**原文节选**
▼

使用iTextSharp在c#.net中合并多个PDF文件

59

我正在尝试将多个PDF合并为一个。

编译时没有出现错误。我尝试先合并文档,但由于我正在处理表格,所以出现了问题。

这是asp.net的代码后端。

if (Button.Equals("PreviewWord")) {

        String eventTemplate = Server.MapPath("/ERAS/Badges/Template/EventTemp" + EventName + ".doc");

        String SinglePreview = Server.MapPath("/ERAS/Badges/Template/PreviewSingle" + EventName + ".doc");

        String PDFPreview = Server.MapPath("/ERAS/Badges/Template/PDFPreviewSingle" + EventName + ".pdf");

        String previewPDFs = Server.MapPath("/ERAS/Badges/Template/PreviewPDFs" + EventName + ".pdf");

        if (System.IO.File.Exists((String)eventTemplate))
        {

            if (vulGegevensIn == true)
            {
              //This creates a Worddocument and fills in names etc from database
                CreateWordDocument(vulGegevensIn, eventTemplate, SinglePreview, false);
                //This saves the SinglePreview.doc as a PDF @param place of PDFPreview
                CreatePDF(SinglePreview, PDFPreview);


                //Trying to merge
                String[] previewsSmall=new String[1];
                previewsSmall[0] = PDFPreview;
                PDFMergenITextSharp.MergeFiles(previewPDFs, previewsSmall);
            }


            // merge PDFs here...........................;
            //here
            //no here//
            //...


    } }

这是PDFMergenITextSharpClass

public static class PDFMergenITextSharp {

public static void MergeFiles(string destinationFile, string[] sourceFiles)
{

    try
    {
        int f = 0;
        // we create a reader for a certain document
        PdfReader reader = new PdfReader(sourceFiles[f]);
        // we retrieve the total number of pages
        int n = reader.NumberOfPages;
        //Console.WriteLine("There are " + n + " pages in the original file.");
        // step 1: creation of a document-object
        Document document = new Document(reader.GetPageSizeWithRotation(1));
        // step 2: we create a writer that listens to the document
        PdfWriter writer = PdfWriter.GetInstance(document, new FileStream(destinationFile, FileMode.Create));
        // step 3: we open the document
        document.Open();
        PdfContentByte cb = writer.DirectContent;
        PdfImportedPage page;
        int rotation;
        // step 4: we add content
        while (f < sourceFiles.Length)

▲

点标注数据节选
▼

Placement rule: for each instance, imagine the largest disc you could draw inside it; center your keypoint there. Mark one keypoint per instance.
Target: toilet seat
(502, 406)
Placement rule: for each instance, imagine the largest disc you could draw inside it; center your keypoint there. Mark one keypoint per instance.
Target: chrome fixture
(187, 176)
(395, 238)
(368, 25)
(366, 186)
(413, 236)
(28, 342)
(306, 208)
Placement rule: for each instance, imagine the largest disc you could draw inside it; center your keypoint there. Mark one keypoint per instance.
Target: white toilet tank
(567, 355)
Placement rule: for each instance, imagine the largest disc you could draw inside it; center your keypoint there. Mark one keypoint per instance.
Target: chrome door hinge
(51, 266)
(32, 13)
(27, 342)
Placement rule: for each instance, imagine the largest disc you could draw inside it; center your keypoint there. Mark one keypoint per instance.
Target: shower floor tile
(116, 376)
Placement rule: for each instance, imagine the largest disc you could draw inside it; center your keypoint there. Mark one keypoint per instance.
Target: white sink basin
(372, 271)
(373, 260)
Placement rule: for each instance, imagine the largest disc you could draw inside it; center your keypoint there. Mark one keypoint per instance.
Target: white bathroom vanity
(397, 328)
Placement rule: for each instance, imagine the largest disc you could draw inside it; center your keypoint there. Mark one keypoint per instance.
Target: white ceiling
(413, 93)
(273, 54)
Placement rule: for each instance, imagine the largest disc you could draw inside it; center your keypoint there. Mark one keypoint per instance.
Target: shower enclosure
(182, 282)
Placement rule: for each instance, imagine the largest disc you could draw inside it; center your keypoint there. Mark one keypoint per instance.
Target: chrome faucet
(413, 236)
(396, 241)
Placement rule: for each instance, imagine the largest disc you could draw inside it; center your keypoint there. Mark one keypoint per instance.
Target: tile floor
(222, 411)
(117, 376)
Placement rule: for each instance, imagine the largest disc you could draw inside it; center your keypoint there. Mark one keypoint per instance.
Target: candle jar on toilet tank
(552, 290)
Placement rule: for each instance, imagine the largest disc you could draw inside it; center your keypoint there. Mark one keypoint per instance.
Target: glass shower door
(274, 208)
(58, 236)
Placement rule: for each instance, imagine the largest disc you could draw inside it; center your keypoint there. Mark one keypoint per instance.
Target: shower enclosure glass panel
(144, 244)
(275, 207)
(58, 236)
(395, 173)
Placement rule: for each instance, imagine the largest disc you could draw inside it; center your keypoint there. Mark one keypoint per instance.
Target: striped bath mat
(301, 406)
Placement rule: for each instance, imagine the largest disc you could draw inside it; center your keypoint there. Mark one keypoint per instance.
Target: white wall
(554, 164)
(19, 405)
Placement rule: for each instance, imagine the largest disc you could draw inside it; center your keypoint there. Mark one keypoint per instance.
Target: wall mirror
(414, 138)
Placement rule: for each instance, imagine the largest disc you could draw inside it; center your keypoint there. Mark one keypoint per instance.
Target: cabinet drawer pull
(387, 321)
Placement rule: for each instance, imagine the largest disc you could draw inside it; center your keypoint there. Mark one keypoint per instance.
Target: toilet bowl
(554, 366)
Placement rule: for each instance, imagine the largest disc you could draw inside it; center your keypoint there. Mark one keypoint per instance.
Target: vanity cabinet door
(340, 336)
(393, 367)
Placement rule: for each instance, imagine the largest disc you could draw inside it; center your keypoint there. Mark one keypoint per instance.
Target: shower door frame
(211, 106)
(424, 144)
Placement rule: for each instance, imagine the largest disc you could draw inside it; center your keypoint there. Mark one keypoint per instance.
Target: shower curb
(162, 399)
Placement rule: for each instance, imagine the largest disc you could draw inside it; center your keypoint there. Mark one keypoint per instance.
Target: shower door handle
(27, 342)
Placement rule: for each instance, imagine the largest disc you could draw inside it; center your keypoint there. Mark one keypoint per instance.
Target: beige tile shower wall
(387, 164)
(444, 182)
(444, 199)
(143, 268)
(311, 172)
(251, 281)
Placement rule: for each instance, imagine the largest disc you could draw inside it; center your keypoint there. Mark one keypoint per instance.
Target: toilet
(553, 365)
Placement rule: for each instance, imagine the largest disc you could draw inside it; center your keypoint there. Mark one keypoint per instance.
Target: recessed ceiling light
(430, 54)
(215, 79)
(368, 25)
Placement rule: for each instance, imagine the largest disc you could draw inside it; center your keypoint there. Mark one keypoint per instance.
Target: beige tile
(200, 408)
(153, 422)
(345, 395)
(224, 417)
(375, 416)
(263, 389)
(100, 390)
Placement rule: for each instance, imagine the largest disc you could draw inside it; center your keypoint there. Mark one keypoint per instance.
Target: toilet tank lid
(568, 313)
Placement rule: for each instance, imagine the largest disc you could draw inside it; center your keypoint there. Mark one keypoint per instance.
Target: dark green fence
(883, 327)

▲

**任务目标**
**A)** 请判断以下说法是否与关于合并PDF的帖子相符，每项回答"是"或"否"，并原样引用帖子中起决定作用的文字：(i) 发帖人表示编译时出现了错误；(ii) MergeFiles 方法以 FileMode.Create 模式为目标文件创建文件流；(iii) previewsSmall 数组的长度为 2。
**B)** 将关于合并PDF的帖子中从"这是asp.net的代码后端。"到"if (System.IO.File.Exists((String)eventTemplate))"的这一段重新写出，并把其中的"EventName"替换为"EventId"。
**C)** 接着关于合并PDF的帖子停下的地方，续写后面的内容。

**任务答案**
**A)**
(i) 否。"编译时没有出现错误。"
(ii) 是。"new FileStream(destinationFile, FileMode.Create)"
(iii) 否。"String[] previewsSmall=new String[1];"

**B)**
这是asp.net的代码后端。

if (Button.Equals("PreviewWord")) {

        String eventTemplate = Server.MapPath("/ERAS/Badges/Template/EventTemp" + EventId + ".doc");

        String SinglePreview = Server.MapPath("/ERAS/Badges/Template/PreviewSingle" + EventId + ".doc");

        String PDFPreview = Server.MapPath("/ERAS/Badges/Template/PDFPreviewSingle" + EventId + ".pdf");

        String previewPDFs = Server.MapPath("/ERAS/Badges/Template/PreviewPDFs" + EventId + ".pdf");

        if (System.IO.File.Exists((String)eventTemplate))

**C)**
        {
            int i = 0;
            while (i < n)
            {
                i++;
                document.SetPageSize(reader.GetPageSizeWithRotation(i));
                document.NewPage();
                page = writer.GetImportedPage(reader, i);
                rotation = reader.GetPageRotation(i);
                if (rotation == 90 || rotation == 270)
                {
                    cb.AddTemplate(page, 0, -1f, 1f, 0, 0, reader.GetPageSizeWithRotation(i).Height);
                }
                else
                {
                    cb.AddTemplate(page, 1f, 0, 0, 1f, 0, 0);
                }
                //Console.WriteLine("Processed page " + i);
            }
            f++;
            if (f < sourceFiles.Length)
            {
                reader = new PdfReader(sourceFiles[f]);
                // we retrieve the total number of pages
                n = reader.NumberOfPages;
                //Console.WriteLine("There are " + n + " pages in the original file.");
            }
        }
        // step 5: we close the document
        document.Close();
    }
    catch (Exception e)
    {
        string strOb = e.Message;
    }
}

public static int CountPageNo(string strFileName)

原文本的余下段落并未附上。